● Job A:
Write out the records below as a numbered list with blank lines omitted. Begin at the first line of the records and stop after the line that contains "pixel 388 258".

● Text segment:
* * * * * * *
Figure 4 (a) Phase difference profile, ϕ(x, y), between the diffraction images taken in the `reference' and `sample' areas on the Si(531) test crystal. (b) Relative Bragg-plane height error profile, h(x, l), between those two areas. Note that the wavefront coordinate y and the crystal surface coordinate l in the diffraction plane have the linear relationship y = . (c) RMS height errors, σh, calculated within 100 m × 100 m (x × l) subareas extracted from plot (b).

In some applications, such as the multicrystal X-ray cavities of CBXFELs, the beam footprint on the crystal surface spans only a few hundred micrometers. In such cases, it is beneficial to characterize crystals within subareas of that size. Figure 4(c) shows the RMS height errors (σ_h) within 100 µm × 100 µm (x × l) subareas. The color plot can assist in finding the best local areas on the crystal surface. The best subarea has the lowest RMS Bragg-plane height error of σ_h = 0.66 pm, corresponding to an RMS phase error of σ_ϕ = 0.045 (or λ/139) and a Strehl ratio of 0.998. This result demonstrates not only that the crystal is of super-high crystal quality but also that this wavefront sensing technique has a very high phase sensitivity, beyond λ/100.

Statistical analysis of subareas over the entire crystal surface can provide a quantitative measure of the overall crystal quality. For example, Figs. 5(a) and 5(b) show the statistical distribution of the RMS height errors and the corresponding RMS phase errors of all subareas with a size (x × l) of 100 µm × 100 µm and 200 µm × 200 µm, respectively, over the entire crystal. The median (value separating the higher half from the lower half) error across all subareas is taken to represent the overall quality of the crystal. We use the median instead of the average error to avoid contributions of a few extremely large or small values. A smaller median error value indicates better crystal quality, and a narrower error distribution indicates better uniformity of the crystal Bragg planes. Comparing results in Figs. 5(a) and 5(b), the median error values increase only slightly (<10%) going from 100 µm × 100 µm to 200 µm × 200 µm areas; it also indicates high homogeneity of the crystal quality.

Figure 5 Histograms of the measured RMS height errors (bottom axis) and RMS phase errors (top axis) of all subareas with size (x × l) 100 m × 100 m (a) and 200 m × 200 m (b) over the entire Si(531) crystal.

Using the same setup, we characterized the VB4 diamond (400) crystal in the downstream test position of the double-crystal arrangement; results of the wavefront measurements are shown in Fig. 6. The RMS phase error over the entire plotted area [Fig. 6(a)] is σ_ϕ = 0.098 (or λ/64) and the RMS Bragg-plane height error [Fig. 6(b)] is 1.39 pm. The best subarea [Fig. 6(c)] has an RMS Bragg-plane height error of 0.74 pm, corresponding to an RMS phase error of σ_ϕ = 0.050 (or λ/120) and a Strehl ratio of 0.997.

Figure 6 Same as Fig. 4 but showing results for the diamond (400) test crystal, VB4.
* * * * * * *
● Provided data:
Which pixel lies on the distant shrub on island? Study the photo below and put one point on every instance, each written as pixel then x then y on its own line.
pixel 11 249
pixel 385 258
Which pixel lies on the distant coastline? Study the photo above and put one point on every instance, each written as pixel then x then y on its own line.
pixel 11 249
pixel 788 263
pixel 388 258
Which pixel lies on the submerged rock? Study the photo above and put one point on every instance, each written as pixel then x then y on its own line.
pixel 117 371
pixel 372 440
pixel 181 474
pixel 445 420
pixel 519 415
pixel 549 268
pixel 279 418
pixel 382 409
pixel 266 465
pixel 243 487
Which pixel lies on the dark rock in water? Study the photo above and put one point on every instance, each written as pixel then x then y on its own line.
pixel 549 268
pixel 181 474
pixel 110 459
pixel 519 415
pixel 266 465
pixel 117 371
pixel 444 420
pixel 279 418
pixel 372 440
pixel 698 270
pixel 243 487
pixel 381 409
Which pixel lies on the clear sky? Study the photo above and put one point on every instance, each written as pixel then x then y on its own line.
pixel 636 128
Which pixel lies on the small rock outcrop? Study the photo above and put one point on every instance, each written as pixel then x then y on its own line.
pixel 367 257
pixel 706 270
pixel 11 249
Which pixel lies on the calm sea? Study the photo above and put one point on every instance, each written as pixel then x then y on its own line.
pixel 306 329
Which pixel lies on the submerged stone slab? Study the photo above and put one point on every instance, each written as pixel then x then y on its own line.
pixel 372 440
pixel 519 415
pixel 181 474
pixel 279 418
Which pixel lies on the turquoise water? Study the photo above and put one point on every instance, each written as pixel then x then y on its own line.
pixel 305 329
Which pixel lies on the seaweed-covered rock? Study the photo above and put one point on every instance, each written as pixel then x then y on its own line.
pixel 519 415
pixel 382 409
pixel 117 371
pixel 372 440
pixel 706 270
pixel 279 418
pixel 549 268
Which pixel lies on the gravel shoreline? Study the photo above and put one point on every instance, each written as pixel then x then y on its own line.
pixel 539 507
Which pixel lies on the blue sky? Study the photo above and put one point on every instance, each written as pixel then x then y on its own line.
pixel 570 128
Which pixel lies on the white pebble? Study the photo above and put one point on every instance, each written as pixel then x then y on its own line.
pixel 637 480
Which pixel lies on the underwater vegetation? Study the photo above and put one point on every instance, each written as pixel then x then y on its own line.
* * * * * * *
● Job B:
Continue the text on wavefront measurements of the Si(531) and diamond test crystals from where it stops.

● Output A:
1. Which pixel lies on the distant shrub on island? Study the photo below and put one point on every instance, each written as pixel then x then y on its own line.
2. pixel 11 249
3. pixel 385 258
4. Which pixel lies on the distant coastline? Study the photo above and put one point on every instance, each written as pixel then x then y on its own line.
5. pixel 11 249
6. pixel 788 263
7. pixel 388 258

● Output B:
Similarly, the histograms of the RMS phase errors of all subareas over the entire VB4 diamond (400) crystal are shown in Fig. 7. The quality of the VB4 diamond crystal is comparable with that of the Si(531) crystal (see Figs. 4 and 5), albeit not quite as high, which agrees with the conclusion of Pradhan et al. (2020). In particular, although the median RMS height error over all subareas is similar — 1.2 pm for Si(531) and 1.5 pm for C(400) — the width of the σ_h distribution for the 200 µm × 200 µm areas is a factor of two larger in the diamond crystal, indicating that, compared with the silicon crystal, the quality of this diamond crystal is less homogeneous.

Figure 7 Same as Fig. 5 but showing results for the VB4 diamond (400) crystal.

4.2. Wavefront error measurements in absolute mode

We use the term absolute mode to refer to the geometry in Fig. 1(d), where the wavefront distortions of both crystals are measured together by comparing speckles in the double-diffracted beam (`sample' data set) and the direct beam (`reference' data set). This mode is most helpful in characterizing DCMs, especially channel-cut crystals with restricted access to individual crystal surfaces.

Figures 8(a) and 8(b) show the speckle images in the direct and diffracted beams, respectively, in the double-diamond-crystal setup containing the same conditioning crystal and VB4. The intensity of the diffracted beam is much lower than that of the direct beam because of the narrower bandwidth of the diamond 400 diffraction (ΔE/E ≃ 10⁻⁵) compared with the direct beam bandwidth, which is defined by the 111 diffraction in the silicon monochromator (ΔE/E ≃ 1.4 × 10⁻⁴).

Figure 8 Speckle images in (a) the direct beam (`reference' data set) and (b) the diffracted beam (`sample' data set) generated by a double-diamond-crystal setup as shown in Fig. 2(d). (c) Gaussian-smoothed image of (a). (d) Reconstructed wavefront phase error, ϕ(x, y), introduced by the double-diamond-crystal reflections. (e) RMS phase errors, σϕ, within 100 m × 100 m (x × y) subareas extracted from (d).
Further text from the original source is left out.